--- START ---

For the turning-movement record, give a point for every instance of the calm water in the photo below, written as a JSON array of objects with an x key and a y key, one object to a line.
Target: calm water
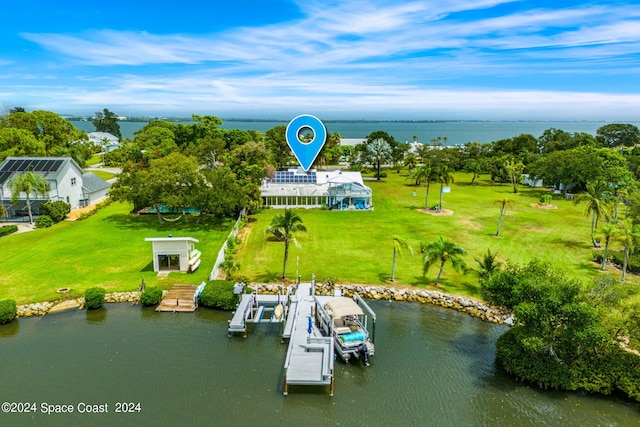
[
  {"x": 457, "y": 132},
  {"x": 432, "y": 367}
]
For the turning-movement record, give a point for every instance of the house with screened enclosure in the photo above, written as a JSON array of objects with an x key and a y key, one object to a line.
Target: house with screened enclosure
[
  {"x": 337, "y": 189},
  {"x": 67, "y": 182}
]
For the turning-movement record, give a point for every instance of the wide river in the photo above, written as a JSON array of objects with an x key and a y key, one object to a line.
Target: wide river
[
  {"x": 459, "y": 132},
  {"x": 433, "y": 367}
]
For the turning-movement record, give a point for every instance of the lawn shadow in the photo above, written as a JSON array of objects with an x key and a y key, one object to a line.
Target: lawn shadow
[
  {"x": 535, "y": 194},
  {"x": 150, "y": 222},
  {"x": 268, "y": 277},
  {"x": 571, "y": 243}
]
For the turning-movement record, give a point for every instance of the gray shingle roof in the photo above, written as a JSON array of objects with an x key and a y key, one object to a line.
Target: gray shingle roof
[{"x": 92, "y": 183}]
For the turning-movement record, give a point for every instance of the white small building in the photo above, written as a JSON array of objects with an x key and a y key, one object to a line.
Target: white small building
[
  {"x": 174, "y": 253},
  {"x": 531, "y": 182}
]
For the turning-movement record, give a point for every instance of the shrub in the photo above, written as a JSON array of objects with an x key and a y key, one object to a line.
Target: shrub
[
  {"x": 151, "y": 296},
  {"x": 44, "y": 221},
  {"x": 94, "y": 298},
  {"x": 57, "y": 211},
  {"x": 219, "y": 294},
  {"x": 8, "y": 229},
  {"x": 8, "y": 311},
  {"x": 617, "y": 258}
]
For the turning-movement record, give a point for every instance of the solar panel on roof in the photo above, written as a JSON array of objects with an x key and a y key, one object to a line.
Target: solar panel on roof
[{"x": 13, "y": 165}]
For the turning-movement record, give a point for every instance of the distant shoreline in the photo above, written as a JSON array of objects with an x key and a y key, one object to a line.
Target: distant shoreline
[{"x": 245, "y": 120}]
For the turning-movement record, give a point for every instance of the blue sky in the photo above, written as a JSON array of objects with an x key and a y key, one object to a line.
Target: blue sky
[{"x": 431, "y": 59}]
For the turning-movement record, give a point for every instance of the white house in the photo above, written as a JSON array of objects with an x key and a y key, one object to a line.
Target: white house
[
  {"x": 67, "y": 182},
  {"x": 101, "y": 138},
  {"x": 336, "y": 189}
]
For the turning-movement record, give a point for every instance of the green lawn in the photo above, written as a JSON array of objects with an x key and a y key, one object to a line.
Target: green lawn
[
  {"x": 356, "y": 247},
  {"x": 107, "y": 249}
]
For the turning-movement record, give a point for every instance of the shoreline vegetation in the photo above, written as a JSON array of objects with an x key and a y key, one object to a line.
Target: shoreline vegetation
[
  {"x": 144, "y": 119},
  {"x": 472, "y": 307}
]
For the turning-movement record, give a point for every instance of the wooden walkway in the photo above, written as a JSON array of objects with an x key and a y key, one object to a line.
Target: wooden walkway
[
  {"x": 179, "y": 298},
  {"x": 309, "y": 358}
]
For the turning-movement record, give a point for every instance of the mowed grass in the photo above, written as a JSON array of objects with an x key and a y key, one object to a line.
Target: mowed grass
[
  {"x": 357, "y": 247},
  {"x": 107, "y": 249}
]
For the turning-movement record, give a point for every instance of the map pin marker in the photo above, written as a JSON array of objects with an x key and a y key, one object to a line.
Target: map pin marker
[{"x": 305, "y": 147}]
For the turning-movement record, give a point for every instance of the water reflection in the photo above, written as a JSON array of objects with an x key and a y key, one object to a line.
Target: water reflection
[
  {"x": 10, "y": 329},
  {"x": 149, "y": 313},
  {"x": 432, "y": 367},
  {"x": 97, "y": 315}
]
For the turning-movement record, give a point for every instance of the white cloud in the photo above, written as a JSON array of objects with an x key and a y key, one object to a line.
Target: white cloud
[{"x": 358, "y": 56}]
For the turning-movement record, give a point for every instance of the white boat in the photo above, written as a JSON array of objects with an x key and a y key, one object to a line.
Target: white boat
[{"x": 345, "y": 320}]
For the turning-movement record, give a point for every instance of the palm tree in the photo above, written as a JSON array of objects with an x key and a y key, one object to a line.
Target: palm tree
[
  {"x": 418, "y": 174},
  {"x": 504, "y": 203},
  {"x": 598, "y": 198},
  {"x": 488, "y": 265},
  {"x": 608, "y": 231},
  {"x": 282, "y": 227},
  {"x": 399, "y": 243},
  {"x": 442, "y": 250},
  {"x": 410, "y": 161},
  {"x": 29, "y": 183},
  {"x": 445, "y": 176},
  {"x": 629, "y": 236}
]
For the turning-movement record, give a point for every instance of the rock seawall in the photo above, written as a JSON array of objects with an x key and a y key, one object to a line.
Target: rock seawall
[
  {"x": 42, "y": 308},
  {"x": 475, "y": 308},
  {"x": 467, "y": 305}
]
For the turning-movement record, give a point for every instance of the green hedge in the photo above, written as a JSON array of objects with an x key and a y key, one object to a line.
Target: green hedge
[
  {"x": 8, "y": 229},
  {"x": 219, "y": 294},
  {"x": 617, "y": 258},
  {"x": 8, "y": 310},
  {"x": 57, "y": 211},
  {"x": 44, "y": 221},
  {"x": 94, "y": 298},
  {"x": 150, "y": 296}
]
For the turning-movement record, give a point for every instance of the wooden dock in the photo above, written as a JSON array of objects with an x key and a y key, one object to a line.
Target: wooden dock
[
  {"x": 180, "y": 298},
  {"x": 310, "y": 357},
  {"x": 255, "y": 308}
]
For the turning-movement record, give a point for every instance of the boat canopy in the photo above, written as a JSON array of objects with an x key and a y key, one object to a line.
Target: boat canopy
[{"x": 342, "y": 306}]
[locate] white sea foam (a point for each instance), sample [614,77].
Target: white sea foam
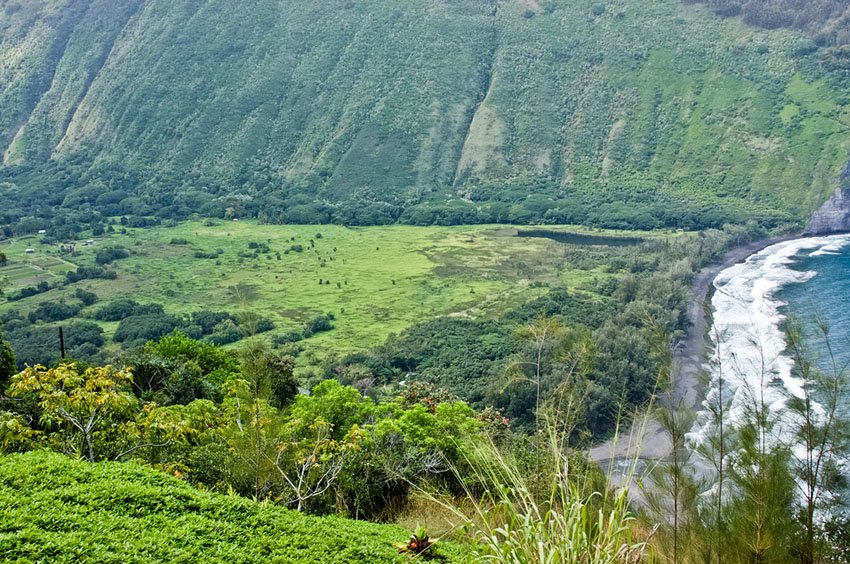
[747,336]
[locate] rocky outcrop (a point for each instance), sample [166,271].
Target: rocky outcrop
[834,215]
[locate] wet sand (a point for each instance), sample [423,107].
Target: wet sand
[646,440]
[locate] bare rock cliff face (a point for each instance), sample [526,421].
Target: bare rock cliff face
[834,215]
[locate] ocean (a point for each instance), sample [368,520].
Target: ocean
[805,278]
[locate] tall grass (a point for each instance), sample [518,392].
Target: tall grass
[567,514]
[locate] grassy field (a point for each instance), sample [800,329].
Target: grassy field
[375,281]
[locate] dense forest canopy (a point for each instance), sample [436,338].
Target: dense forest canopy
[630,114]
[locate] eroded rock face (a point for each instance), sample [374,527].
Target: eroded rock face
[834,215]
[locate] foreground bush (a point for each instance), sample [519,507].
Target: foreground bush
[54,509]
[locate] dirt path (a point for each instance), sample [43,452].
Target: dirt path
[646,440]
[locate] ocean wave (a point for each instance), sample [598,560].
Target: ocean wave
[748,344]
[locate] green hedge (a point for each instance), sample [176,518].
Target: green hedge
[54,509]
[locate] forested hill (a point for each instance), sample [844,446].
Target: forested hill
[627,113]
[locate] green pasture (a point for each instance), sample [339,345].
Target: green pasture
[374,280]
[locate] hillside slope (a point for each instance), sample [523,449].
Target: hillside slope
[638,113]
[56,509]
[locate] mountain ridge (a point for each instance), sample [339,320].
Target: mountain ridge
[630,115]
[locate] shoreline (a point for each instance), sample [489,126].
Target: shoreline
[646,439]
[689,353]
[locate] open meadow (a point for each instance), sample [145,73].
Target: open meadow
[373,281]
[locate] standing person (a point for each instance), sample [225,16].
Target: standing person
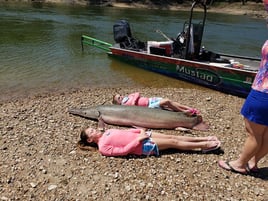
[254,110]
[122,142]
[153,102]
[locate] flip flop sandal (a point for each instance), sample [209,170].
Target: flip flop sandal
[204,151]
[230,168]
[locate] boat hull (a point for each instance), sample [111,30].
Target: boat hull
[216,76]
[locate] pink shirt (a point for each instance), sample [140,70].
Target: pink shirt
[135,99]
[261,80]
[115,142]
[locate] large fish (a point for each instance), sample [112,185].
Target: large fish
[142,117]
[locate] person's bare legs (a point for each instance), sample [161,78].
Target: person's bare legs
[183,142]
[184,138]
[252,146]
[263,151]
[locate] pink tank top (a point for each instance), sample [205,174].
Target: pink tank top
[261,80]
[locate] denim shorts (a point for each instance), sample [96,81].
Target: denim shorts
[255,108]
[154,102]
[149,147]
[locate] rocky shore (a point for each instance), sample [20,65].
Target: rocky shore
[39,159]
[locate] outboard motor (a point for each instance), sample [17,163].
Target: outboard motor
[121,31]
[123,36]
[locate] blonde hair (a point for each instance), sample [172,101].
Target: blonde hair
[115,101]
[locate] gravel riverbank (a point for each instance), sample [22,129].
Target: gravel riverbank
[39,159]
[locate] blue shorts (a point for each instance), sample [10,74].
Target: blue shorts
[149,147]
[255,108]
[154,102]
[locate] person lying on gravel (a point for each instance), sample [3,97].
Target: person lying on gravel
[122,142]
[153,102]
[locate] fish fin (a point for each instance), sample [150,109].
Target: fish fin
[101,124]
[138,127]
[182,129]
[203,126]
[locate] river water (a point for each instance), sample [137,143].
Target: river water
[40,46]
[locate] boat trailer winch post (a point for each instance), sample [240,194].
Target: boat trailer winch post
[95,43]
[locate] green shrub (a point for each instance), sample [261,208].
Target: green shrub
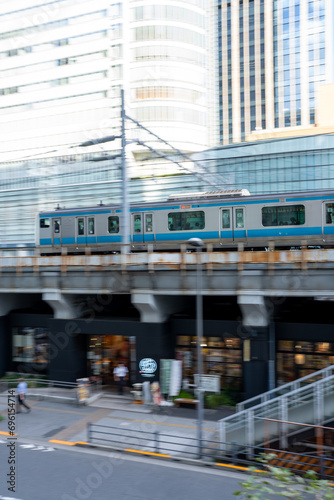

--- END ---

What is being asked.
Take the records above and return, word for word, only the lines that fall from the line with "Target: pink tank top" to the line with "[locate] green shrub", both of them included.

Answer to this exercise.
Target: pink tank top
[261,80]
[locate] denim shorts (a point for each instance), sample [96,81].
Target: denim shorts
[255,108]
[154,102]
[149,147]
[locate] rocky shore (a point for each instance), sample [20,65].
Target: rocky shore
[39,159]
[locate] outboard motor (a point for each instance), sample [17,163].
Target: outboard motor
[121,31]
[123,36]
[locate] blonde hair (a point for each instance), sample [172,101].
Target: blonde hair
[115,101]
[locate] gravel riverbank (a point for each instance), sample [22,129].
Target: gravel riverbank
[39,159]
[locate] blue shorts (a point for each instance), sample [10,74].
Target: blue shorts
[149,147]
[255,108]
[154,102]
[locate] person lying on gravel (a point for each instance), sample [3,97].
Target: person lying on gravel
[122,142]
[153,102]
[locate] fish fin (a point for each instance), sample [150,109].
Target: fish fin
[101,124]
[138,127]
[182,129]
[203,126]
[locate] river water (a point for each instance), sample [137,143].
Target: river water
[40,46]
[locate] boat trailer winch post (a point for each instance), sample [240,194].
Target: boat trailer winch post
[95,43]
[locate] green shrub (a point for each instance), sample [261,208].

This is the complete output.